◆ WHAT YOU ARE ASKED TO DO
Repeat the listing below verbatim, everything from the line containing "Trace the outline of every instance of the dry" down to the line containing "131 280 L 332", both included, and nothing else. Leave the pictures out of your answer.

◆ RECORDS

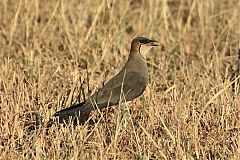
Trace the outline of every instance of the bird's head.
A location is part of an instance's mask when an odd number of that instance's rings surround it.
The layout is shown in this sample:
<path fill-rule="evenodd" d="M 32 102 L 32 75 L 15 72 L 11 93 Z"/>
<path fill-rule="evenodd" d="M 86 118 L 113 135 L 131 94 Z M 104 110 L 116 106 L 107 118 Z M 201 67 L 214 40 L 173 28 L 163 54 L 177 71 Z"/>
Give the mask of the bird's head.
<path fill-rule="evenodd" d="M 145 37 L 137 37 L 132 40 L 131 50 L 138 51 L 138 53 L 146 58 L 146 54 L 154 46 L 158 46 L 158 41 Z"/>

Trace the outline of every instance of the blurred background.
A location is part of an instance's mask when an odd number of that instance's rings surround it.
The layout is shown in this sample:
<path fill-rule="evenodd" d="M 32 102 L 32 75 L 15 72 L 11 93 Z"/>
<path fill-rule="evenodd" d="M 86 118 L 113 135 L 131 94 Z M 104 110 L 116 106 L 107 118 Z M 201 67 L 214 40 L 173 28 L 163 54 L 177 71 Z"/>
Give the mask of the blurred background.
<path fill-rule="evenodd" d="M 239 0 L 0 1 L 0 159 L 238 159 Z M 140 98 L 96 124 L 44 125 L 147 57 Z M 101 115 L 100 117 L 98 115 Z"/>

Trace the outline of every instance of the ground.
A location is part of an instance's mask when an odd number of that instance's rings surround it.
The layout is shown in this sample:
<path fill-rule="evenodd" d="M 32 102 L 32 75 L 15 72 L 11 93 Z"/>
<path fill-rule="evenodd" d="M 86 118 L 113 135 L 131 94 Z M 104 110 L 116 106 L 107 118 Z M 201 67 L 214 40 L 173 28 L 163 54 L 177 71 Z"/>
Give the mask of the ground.
<path fill-rule="evenodd" d="M 238 0 L 0 1 L 0 159 L 239 159 Z M 147 57 L 143 95 L 93 125 L 52 115 L 128 58 Z"/>

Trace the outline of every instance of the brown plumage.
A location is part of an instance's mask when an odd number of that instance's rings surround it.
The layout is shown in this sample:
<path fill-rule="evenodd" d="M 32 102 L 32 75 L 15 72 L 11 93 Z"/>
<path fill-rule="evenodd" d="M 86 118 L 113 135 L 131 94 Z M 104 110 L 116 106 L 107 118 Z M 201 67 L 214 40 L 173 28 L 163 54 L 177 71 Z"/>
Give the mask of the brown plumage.
<path fill-rule="evenodd" d="M 54 116 L 59 117 L 60 123 L 64 121 L 68 123 L 69 119 L 84 123 L 96 107 L 102 110 L 108 106 L 117 105 L 120 97 L 122 102 L 139 97 L 145 90 L 149 78 L 145 60 L 146 52 L 157 45 L 157 41 L 145 37 L 133 39 L 128 60 L 117 75 L 85 102 L 58 111 Z"/>

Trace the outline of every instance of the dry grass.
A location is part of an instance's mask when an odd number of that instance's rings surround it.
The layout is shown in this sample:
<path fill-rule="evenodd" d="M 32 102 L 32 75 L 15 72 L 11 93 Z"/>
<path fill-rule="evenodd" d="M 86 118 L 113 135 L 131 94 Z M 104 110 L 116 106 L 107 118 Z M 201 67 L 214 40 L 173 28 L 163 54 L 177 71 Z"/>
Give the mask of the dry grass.
<path fill-rule="evenodd" d="M 0 1 L 0 159 L 239 159 L 239 10 L 238 0 Z M 117 73 L 142 35 L 161 44 L 144 95 L 93 114 L 90 128 L 47 134 L 52 114 Z"/>

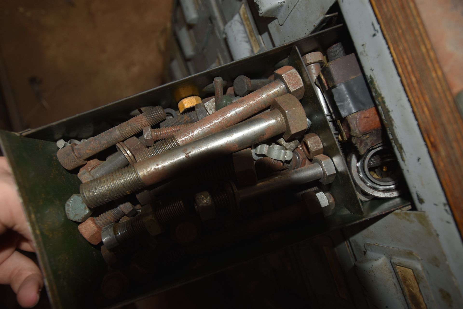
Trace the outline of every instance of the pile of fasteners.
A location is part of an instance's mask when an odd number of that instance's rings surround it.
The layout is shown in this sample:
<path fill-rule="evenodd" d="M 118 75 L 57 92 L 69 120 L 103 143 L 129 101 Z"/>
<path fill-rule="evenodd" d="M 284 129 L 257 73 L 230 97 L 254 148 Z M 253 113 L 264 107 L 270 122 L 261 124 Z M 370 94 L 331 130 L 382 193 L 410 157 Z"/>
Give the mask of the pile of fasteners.
<path fill-rule="evenodd" d="M 131 280 L 332 212 L 336 170 L 310 132 L 298 72 L 286 66 L 225 84 L 215 78 L 203 89 L 213 97 L 185 98 L 178 111 L 143 108 L 96 136 L 57 142 L 60 162 L 79 167 L 82 182 L 66 215 L 90 243 L 102 242 L 111 266 L 106 297 Z"/>

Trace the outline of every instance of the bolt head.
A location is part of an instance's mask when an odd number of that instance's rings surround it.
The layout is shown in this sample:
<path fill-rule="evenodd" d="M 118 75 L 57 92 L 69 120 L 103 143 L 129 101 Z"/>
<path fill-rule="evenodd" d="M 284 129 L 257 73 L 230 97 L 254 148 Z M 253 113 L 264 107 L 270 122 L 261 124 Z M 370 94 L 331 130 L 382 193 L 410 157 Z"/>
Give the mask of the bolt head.
<path fill-rule="evenodd" d="M 336 169 L 332 161 L 327 155 L 319 154 L 316 155 L 312 160 L 313 163 L 318 163 L 323 171 L 323 177 L 320 179 L 320 182 L 324 185 L 331 184 L 334 180 L 336 176 Z"/>
<path fill-rule="evenodd" d="M 304 96 L 304 83 L 299 73 L 293 67 L 287 65 L 273 72 L 275 79 L 279 79 L 284 83 L 288 93 L 296 97 L 298 100 Z"/>
<path fill-rule="evenodd" d="M 301 145 L 304 153 L 310 160 L 313 159 L 316 155 L 323 154 L 323 144 L 319 136 L 315 133 L 304 135 Z"/>
<path fill-rule="evenodd" d="M 150 234 L 156 236 L 163 232 L 163 228 L 156 218 L 152 205 L 148 204 L 142 207 L 139 215 L 142 216 L 143 224 Z"/>
<path fill-rule="evenodd" d="M 237 95 L 244 97 L 251 91 L 251 80 L 244 75 L 240 75 L 235 79 L 233 82 L 233 91 Z"/>
<path fill-rule="evenodd" d="M 80 194 L 73 194 L 64 204 L 68 219 L 76 222 L 83 222 L 92 215 L 90 210 L 82 199 Z"/>
<path fill-rule="evenodd" d="M 135 136 L 128 138 L 124 141 L 124 143 L 134 156 L 137 155 L 146 148 L 139 140 Z"/>
<path fill-rule="evenodd" d="M 306 112 L 300 102 L 294 95 L 287 94 L 277 98 L 270 109 L 277 109 L 283 115 L 286 123 L 286 129 L 283 135 L 285 141 L 292 140 L 307 130 Z"/>
<path fill-rule="evenodd" d="M 207 221 L 215 218 L 215 205 L 211 194 L 207 191 L 194 195 L 195 207 L 201 221 Z"/>
<path fill-rule="evenodd" d="M 138 213 L 137 210 L 131 203 L 125 203 L 118 207 L 128 217 L 133 217 Z"/>
<path fill-rule="evenodd" d="M 101 241 L 101 228 L 98 226 L 93 217 L 90 217 L 77 227 L 82 236 L 92 245 L 98 245 Z"/>

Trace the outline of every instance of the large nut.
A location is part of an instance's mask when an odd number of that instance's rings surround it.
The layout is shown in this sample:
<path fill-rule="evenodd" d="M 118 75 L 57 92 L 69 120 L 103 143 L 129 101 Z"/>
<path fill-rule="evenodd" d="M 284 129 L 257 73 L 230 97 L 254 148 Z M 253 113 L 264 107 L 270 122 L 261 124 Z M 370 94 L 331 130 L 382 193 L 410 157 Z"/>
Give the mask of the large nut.
<path fill-rule="evenodd" d="M 252 90 L 251 80 L 244 75 L 240 75 L 233 82 L 233 91 L 240 97 L 249 94 Z"/>
<path fill-rule="evenodd" d="M 293 67 L 287 65 L 273 72 L 275 79 L 280 79 L 284 83 L 288 93 L 296 97 L 298 100 L 304 96 L 304 83 L 300 75 Z"/>
<path fill-rule="evenodd" d="M 135 136 L 132 136 L 125 140 L 124 143 L 134 156 L 136 156 L 138 153 L 146 148 Z"/>
<path fill-rule="evenodd" d="M 101 241 L 101 228 L 97 225 L 93 217 L 90 217 L 77 227 L 82 236 L 92 245 L 98 245 Z"/>
<path fill-rule="evenodd" d="M 148 204 L 142 207 L 139 215 L 142 216 L 143 225 L 151 235 L 156 236 L 163 232 L 163 228 L 156 218 L 152 205 Z"/>
<path fill-rule="evenodd" d="M 178 111 L 181 114 L 186 109 L 190 107 L 193 107 L 196 104 L 199 104 L 202 101 L 201 100 L 201 98 L 196 95 L 192 95 L 191 97 L 182 99 L 180 100 L 180 101 L 178 102 L 178 104 L 177 105 Z"/>
<path fill-rule="evenodd" d="M 121 204 L 118 207 L 128 217 L 133 217 L 137 214 L 137 210 L 135 209 L 135 208 L 133 207 L 131 203 L 125 203 L 123 204 Z"/>
<path fill-rule="evenodd" d="M 246 148 L 232 155 L 236 181 L 239 186 L 255 185 L 257 182 L 252 151 Z"/>
<path fill-rule="evenodd" d="M 215 218 L 215 205 L 211 194 L 207 191 L 194 195 L 194 207 L 201 221 L 207 221 Z"/>
<path fill-rule="evenodd" d="M 327 185 L 333 182 L 336 176 L 336 169 L 332 161 L 329 156 L 325 154 L 319 154 L 313 158 L 312 163 L 318 163 L 323 171 L 323 177 L 320 179 L 320 182 L 324 185 Z"/>
<path fill-rule="evenodd" d="M 64 148 L 63 148 L 64 149 Z M 92 215 L 91 210 L 82 199 L 80 194 L 73 194 L 64 204 L 68 219 L 76 222 L 83 222 Z"/>
<path fill-rule="evenodd" d="M 300 144 L 304 153 L 310 160 L 313 159 L 316 155 L 323 154 L 323 144 L 319 136 L 315 133 L 304 135 Z"/>
<path fill-rule="evenodd" d="M 285 141 L 294 139 L 307 130 L 307 118 L 304 107 L 297 98 L 289 93 L 275 99 L 271 110 L 281 112 L 286 123 L 286 129 L 283 135 Z"/>

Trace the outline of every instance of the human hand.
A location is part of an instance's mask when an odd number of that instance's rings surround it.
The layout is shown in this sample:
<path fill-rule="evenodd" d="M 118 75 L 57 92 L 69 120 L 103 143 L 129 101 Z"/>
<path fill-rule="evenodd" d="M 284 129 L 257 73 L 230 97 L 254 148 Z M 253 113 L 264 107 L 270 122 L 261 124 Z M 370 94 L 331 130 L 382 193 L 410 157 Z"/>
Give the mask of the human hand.
<path fill-rule="evenodd" d="M 38 302 L 44 285 L 40 270 L 16 251 L 35 252 L 13 176 L 4 157 L 0 157 L 0 284 L 10 284 L 22 307 Z"/>

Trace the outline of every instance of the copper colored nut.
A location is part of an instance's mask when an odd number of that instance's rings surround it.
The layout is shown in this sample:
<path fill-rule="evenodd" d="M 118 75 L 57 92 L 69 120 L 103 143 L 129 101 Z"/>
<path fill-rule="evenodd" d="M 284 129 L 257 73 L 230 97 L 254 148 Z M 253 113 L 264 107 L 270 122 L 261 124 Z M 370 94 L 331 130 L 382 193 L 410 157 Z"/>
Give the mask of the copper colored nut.
<path fill-rule="evenodd" d="M 257 176 L 251 148 L 246 148 L 235 152 L 232 155 L 232 158 L 238 185 L 251 185 L 257 183 Z"/>
<path fill-rule="evenodd" d="M 302 61 L 306 66 L 314 63 L 323 65 L 325 63 L 325 56 L 319 51 L 314 51 L 302 56 Z"/>
<path fill-rule="evenodd" d="M 287 65 L 273 72 L 275 79 L 280 79 L 284 83 L 288 93 L 296 97 L 298 100 L 304 96 L 304 83 L 299 73 L 293 67 Z"/>
<path fill-rule="evenodd" d="M 135 136 L 132 136 L 125 140 L 124 143 L 134 156 L 136 156 L 146 148 L 143 144 Z"/>
<path fill-rule="evenodd" d="M 163 228 L 156 218 L 152 205 L 148 204 L 142 207 L 142 211 L 139 216 L 142 216 L 143 225 L 150 235 L 156 236 L 163 232 Z"/>
<path fill-rule="evenodd" d="M 201 98 L 196 95 L 192 95 L 180 100 L 178 102 L 179 111 L 180 113 L 183 112 L 186 109 L 194 106 L 196 104 L 200 103 L 202 102 Z"/>
<path fill-rule="evenodd" d="M 283 135 L 285 141 L 294 139 L 307 130 L 306 112 L 299 100 L 292 94 L 288 93 L 275 99 L 270 109 L 277 109 L 283 115 L 286 123 Z"/>
<path fill-rule="evenodd" d="M 215 205 L 211 194 L 207 191 L 194 195 L 194 207 L 201 221 L 215 218 Z"/>
<path fill-rule="evenodd" d="M 143 128 L 143 140 L 147 147 L 153 146 L 154 143 L 154 138 L 153 137 L 153 131 L 151 127 L 145 127 Z"/>
<path fill-rule="evenodd" d="M 315 133 L 309 133 L 304 136 L 302 142 L 302 150 L 310 160 L 319 154 L 323 154 L 323 144 L 319 136 Z"/>
<path fill-rule="evenodd" d="M 172 227 L 171 238 L 182 245 L 193 242 L 199 236 L 198 227 L 191 221 L 181 222 Z"/>
<path fill-rule="evenodd" d="M 118 207 L 128 217 L 133 217 L 137 214 L 137 210 L 131 203 L 125 203 Z"/>
<path fill-rule="evenodd" d="M 92 245 L 98 245 L 101 241 L 101 228 L 96 224 L 93 217 L 87 219 L 77 227 L 82 236 Z"/>

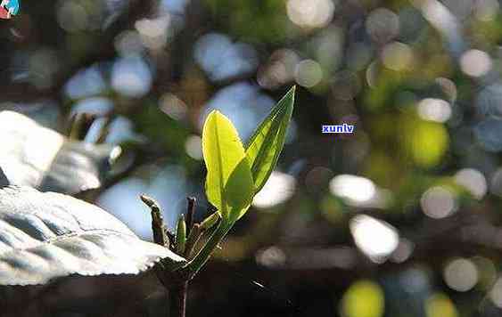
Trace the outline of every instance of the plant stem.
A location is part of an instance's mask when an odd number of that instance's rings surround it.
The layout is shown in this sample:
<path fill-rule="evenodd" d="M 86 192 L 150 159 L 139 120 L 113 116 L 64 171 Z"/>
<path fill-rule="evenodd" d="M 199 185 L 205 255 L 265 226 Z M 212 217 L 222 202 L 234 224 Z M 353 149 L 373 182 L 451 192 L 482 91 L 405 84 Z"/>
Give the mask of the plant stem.
<path fill-rule="evenodd" d="M 185 317 L 187 290 L 188 281 L 183 281 L 169 288 L 169 317 Z"/>
<path fill-rule="evenodd" d="M 232 228 L 233 224 L 225 224 L 223 221 L 219 223 L 218 228 L 214 233 L 210 236 L 209 240 L 206 242 L 204 247 L 199 251 L 199 253 L 193 257 L 192 261 L 188 263 L 186 268 L 189 271 L 191 277 L 193 277 L 201 268 L 208 262 L 213 250 L 216 248 L 218 244 L 225 238 L 228 231 Z"/>

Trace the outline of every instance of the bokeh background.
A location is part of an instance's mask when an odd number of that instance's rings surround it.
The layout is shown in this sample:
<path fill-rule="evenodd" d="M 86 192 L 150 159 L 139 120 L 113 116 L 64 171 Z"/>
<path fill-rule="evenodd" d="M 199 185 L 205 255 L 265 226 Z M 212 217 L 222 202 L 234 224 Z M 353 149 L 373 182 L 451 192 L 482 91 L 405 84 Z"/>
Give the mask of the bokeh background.
<path fill-rule="evenodd" d="M 85 141 L 122 155 L 86 199 L 144 239 L 140 193 L 170 228 L 186 196 L 208 213 L 205 116 L 245 142 L 297 85 L 277 169 L 188 316 L 502 313 L 498 0 L 24 0 L 0 38 L 0 109 L 62 133 L 93 114 Z M 165 315 L 152 276 L 13 289 L 30 315 Z"/>

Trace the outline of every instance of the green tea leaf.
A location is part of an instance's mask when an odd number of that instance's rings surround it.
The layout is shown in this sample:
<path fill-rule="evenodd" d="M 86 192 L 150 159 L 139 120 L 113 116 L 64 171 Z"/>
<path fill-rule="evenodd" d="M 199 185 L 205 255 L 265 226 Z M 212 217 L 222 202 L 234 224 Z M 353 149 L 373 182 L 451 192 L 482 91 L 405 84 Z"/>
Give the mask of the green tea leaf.
<path fill-rule="evenodd" d="M 232 122 L 217 110 L 204 123 L 202 153 L 208 169 L 206 196 L 223 221 L 233 223 L 250 207 L 254 185 L 239 134 Z"/>
<path fill-rule="evenodd" d="M 294 91 L 293 86 L 281 99 L 248 142 L 246 157 L 251 165 L 256 192 L 265 185 L 284 146 L 294 105 Z"/>

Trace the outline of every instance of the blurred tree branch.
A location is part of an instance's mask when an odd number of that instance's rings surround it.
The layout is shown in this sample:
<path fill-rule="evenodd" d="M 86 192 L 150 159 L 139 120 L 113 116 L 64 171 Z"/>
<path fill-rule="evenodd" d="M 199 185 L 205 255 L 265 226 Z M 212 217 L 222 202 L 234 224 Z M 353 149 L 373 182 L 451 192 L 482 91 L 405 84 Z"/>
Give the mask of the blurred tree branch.
<path fill-rule="evenodd" d="M 30 102 L 44 99 L 55 99 L 62 102 L 62 90 L 64 85 L 79 70 L 93 64 L 113 59 L 116 56 L 114 39 L 121 31 L 130 28 L 142 18 L 154 12 L 157 0 L 129 0 L 126 8 L 102 32 L 92 52 L 69 67 L 62 68 L 53 83 L 46 89 L 38 89 L 26 82 L 12 82 L 0 87 L 0 102 Z M 62 102 L 59 102 L 62 105 Z"/>

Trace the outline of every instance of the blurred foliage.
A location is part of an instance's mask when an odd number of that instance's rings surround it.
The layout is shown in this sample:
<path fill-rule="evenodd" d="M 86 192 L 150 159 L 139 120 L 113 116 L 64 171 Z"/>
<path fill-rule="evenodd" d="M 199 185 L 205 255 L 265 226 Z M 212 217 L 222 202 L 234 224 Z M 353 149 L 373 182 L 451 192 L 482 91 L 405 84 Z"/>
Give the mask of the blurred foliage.
<path fill-rule="evenodd" d="M 0 108 L 60 132 L 94 113 L 86 141 L 106 126 L 124 151 L 86 198 L 144 238 L 139 193 L 171 228 L 187 195 L 199 219 L 210 209 L 211 110 L 245 143 L 298 85 L 278 167 L 193 282 L 190 315 L 501 313 L 498 0 L 25 1 L 0 36 Z M 355 133 L 321 133 L 342 123 Z"/>

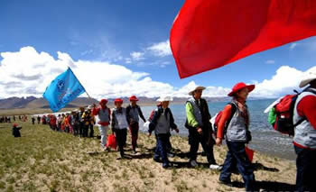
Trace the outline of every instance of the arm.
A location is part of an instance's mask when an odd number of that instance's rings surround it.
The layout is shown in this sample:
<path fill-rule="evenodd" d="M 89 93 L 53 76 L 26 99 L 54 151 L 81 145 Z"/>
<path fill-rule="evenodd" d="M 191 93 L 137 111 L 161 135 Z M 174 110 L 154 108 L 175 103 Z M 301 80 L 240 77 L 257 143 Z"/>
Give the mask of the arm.
<path fill-rule="evenodd" d="M 129 112 L 131 111 L 131 105 L 128 105 L 126 107 L 126 119 L 127 119 L 127 123 L 130 124 L 131 123 L 131 115 L 129 114 Z"/>
<path fill-rule="evenodd" d="M 99 111 L 100 111 L 100 108 L 93 107 L 93 109 L 92 109 L 92 114 L 93 114 L 94 116 L 95 116 L 95 115 L 98 115 Z"/>
<path fill-rule="evenodd" d="M 307 96 L 297 105 L 297 111 L 301 116 L 305 116 L 316 130 L 316 96 Z"/>
<path fill-rule="evenodd" d="M 172 113 L 171 110 L 169 110 L 170 113 L 170 126 L 172 127 L 172 130 L 177 130 L 177 124 L 174 123 L 174 118 L 172 115 Z"/>
<path fill-rule="evenodd" d="M 112 132 L 115 128 L 115 125 L 116 125 L 116 115 L 114 113 L 112 113 L 112 122 L 111 122 L 111 128 L 112 128 Z"/>
<path fill-rule="evenodd" d="M 142 118 L 143 122 L 145 123 L 146 119 L 144 118 L 143 112 L 142 112 L 142 109 L 139 106 L 138 106 L 138 114 L 139 114 L 139 116 Z"/>
<path fill-rule="evenodd" d="M 195 128 L 199 127 L 199 123 L 194 116 L 193 106 L 190 102 L 188 102 L 185 105 L 185 110 L 187 113 L 189 125 Z"/>
<path fill-rule="evenodd" d="M 154 111 L 154 114 L 153 114 L 153 119 L 151 121 L 151 123 L 149 123 L 149 129 L 148 129 L 148 133 L 152 133 L 156 125 L 157 125 L 157 121 L 158 121 L 158 111 Z"/>
<path fill-rule="evenodd" d="M 217 137 L 218 139 L 223 139 L 224 134 L 224 129 L 225 129 L 225 123 L 228 120 L 230 114 L 231 114 L 231 105 L 227 105 L 223 110 L 222 116 L 218 122 L 218 135 Z"/>

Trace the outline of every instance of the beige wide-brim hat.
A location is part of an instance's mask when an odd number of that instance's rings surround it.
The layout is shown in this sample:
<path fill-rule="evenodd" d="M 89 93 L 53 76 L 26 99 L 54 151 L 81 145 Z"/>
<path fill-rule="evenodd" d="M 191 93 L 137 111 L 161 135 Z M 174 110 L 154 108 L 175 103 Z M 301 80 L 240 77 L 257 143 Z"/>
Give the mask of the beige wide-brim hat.
<path fill-rule="evenodd" d="M 193 93 L 194 93 L 194 91 L 196 91 L 196 90 L 204 90 L 205 88 L 206 88 L 206 87 L 204 87 L 198 86 L 198 87 L 196 87 L 193 90 L 191 90 L 191 91 L 189 92 L 189 96 L 193 96 Z"/>
<path fill-rule="evenodd" d="M 308 84 L 310 84 L 311 81 L 316 79 L 316 72 L 310 72 L 306 77 L 304 77 L 301 83 L 300 83 L 300 87 L 304 87 Z"/>
<path fill-rule="evenodd" d="M 163 101 L 173 101 L 173 98 L 171 96 L 161 96 L 157 99 L 158 102 L 163 102 Z"/>

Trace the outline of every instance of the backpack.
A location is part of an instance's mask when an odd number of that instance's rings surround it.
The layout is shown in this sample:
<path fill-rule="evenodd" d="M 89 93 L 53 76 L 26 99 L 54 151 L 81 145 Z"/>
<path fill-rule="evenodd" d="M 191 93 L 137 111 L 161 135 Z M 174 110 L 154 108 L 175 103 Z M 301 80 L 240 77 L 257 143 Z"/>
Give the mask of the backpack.
<path fill-rule="evenodd" d="M 235 114 L 236 111 L 237 111 L 237 107 L 235 105 L 235 104 L 233 103 L 228 103 L 228 105 L 231 105 L 231 114 L 230 114 L 230 117 L 228 118 L 228 120 L 225 123 L 225 129 L 224 129 L 224 136 L 225 136 L 225 133 L 226 133 L 226 131 L 228 127 L 228 124 L 231 121 L 231 119 L 233 118 L 233 115 Z M 220 111 L 218 112 L 217 114 L 215 114 L 215 116 L 212 118 L 213 119 L 213 133 L 215 134 L 215 136 L 217 137 L 218 135 L 218 123 L 220 121 L 220 118 L 222 117 L 222 114 L 223 114 L 223 111 Z M 212 120 L 211 120 L 212 121 Z"/>
<path fill-rule="evenodd" d="M 311 90 L 306 91 L 313 92 Z M 294 114 L 295 103 L 300 94 L 302 93 L 298 93 L 295 90 L 294 92 L 295 94 L 293 95 L 286 95 L 281 98 L 281 100 L 270 109 L 268 116 L 268 122 L 275 131 L 290 136 L 293 136 L 295 127 L 306 120 L 306 118 L 302 118 L 295 124 L 293 123 L 293 117 Z"/>

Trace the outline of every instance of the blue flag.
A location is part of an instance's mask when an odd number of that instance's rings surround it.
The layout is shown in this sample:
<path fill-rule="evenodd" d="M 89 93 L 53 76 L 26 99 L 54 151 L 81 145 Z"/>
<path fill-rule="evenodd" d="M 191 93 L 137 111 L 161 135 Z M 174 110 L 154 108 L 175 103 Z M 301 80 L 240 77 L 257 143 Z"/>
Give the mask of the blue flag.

◆ ANSWER TO THE TASK
Trace the outline of every instance of the dry grass.
A location is part of an instance's mask when an odd number of that instance's rings surround it.
The layout is shown in this sample:
<path fill-rule="evenodd" d="M 32 102 L 32 75 L 15 72 L 11 93 Z"/>
<path fill-rule="evenodd" d="M 86 118 L 113 135 L 131 94 Z M 104 110 L 116 106 L 107 118 Z M 201 67 L 214 40 L 173 28 L 163 54 L 177 71 Z"/>
Give the mask of the dry grass.
<path fill-rule="evenodd" d="M 0 1 L 0 159 L 239 159 L 239 10 L 238 0 Z M 117 73 L 142 35 L 161 44 L 144 95 L 93 114 L 90 128 L 47 134 L 52 114 Z"/>

Trace the outline of every instance of the pile of fasteners.
A location is part of an instance's mask when an odd number of that instance's rings surround it.
The layout is shown in this sample:
<path fill-rule="evenodd" d="M 118 75 L 57 92 L 69 120 L 103 143 L 129 101 Z"/>
<path fill-rule="evenodd" d="M 284 129 L 257 73 L 230 97 L 254 148 Z M 253 113 L 264 107 L 270 122 L 261 124 Z M 370 94 L 331 130 L 382 193 L 410 157 Z"/>
Give the mask of the pile of fasteners.
<path fill-rule="evenodd" d="M 131 280 L 332 212 L 336 170 L 310 132 L 298 72 L 286 66 L 225 84 L 215 78 L 203 89 L 213 97 L 185 98 L 178 111 L 143 108 L 96 136 L 57 142 L 60 162 L 79 167 L 82 182 L 66 215 L 90 243 L 102 242 L 111 266 L 106 297 Z"/>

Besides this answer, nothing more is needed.